Task details:
Count the lines in the rows below that contain the string "doorway", treating uppercase and lowercase as distinct. State only the resulting number.

Task data:
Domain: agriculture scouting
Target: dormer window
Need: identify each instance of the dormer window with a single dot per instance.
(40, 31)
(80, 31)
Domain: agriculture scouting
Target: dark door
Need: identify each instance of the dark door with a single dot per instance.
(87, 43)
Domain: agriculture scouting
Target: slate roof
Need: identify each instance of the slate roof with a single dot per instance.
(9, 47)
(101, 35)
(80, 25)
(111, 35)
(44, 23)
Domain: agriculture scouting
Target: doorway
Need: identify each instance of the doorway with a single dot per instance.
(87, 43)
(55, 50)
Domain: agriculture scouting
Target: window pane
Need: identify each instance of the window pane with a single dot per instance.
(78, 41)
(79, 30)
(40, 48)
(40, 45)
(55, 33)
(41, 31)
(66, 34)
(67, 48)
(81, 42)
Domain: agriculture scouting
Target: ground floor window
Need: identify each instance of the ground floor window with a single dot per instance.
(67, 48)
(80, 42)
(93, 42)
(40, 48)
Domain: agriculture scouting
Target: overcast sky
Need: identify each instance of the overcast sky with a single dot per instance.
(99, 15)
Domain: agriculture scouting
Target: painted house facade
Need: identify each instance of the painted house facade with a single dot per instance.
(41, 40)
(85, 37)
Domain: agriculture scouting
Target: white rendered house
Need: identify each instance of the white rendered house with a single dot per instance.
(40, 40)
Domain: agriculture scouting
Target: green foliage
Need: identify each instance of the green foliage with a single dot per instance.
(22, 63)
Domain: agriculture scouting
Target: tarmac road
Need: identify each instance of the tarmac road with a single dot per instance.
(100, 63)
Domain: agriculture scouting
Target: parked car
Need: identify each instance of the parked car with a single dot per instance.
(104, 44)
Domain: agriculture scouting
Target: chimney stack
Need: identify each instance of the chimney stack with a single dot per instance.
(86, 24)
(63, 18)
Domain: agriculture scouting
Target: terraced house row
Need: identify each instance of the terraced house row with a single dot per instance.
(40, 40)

Exercise result:
2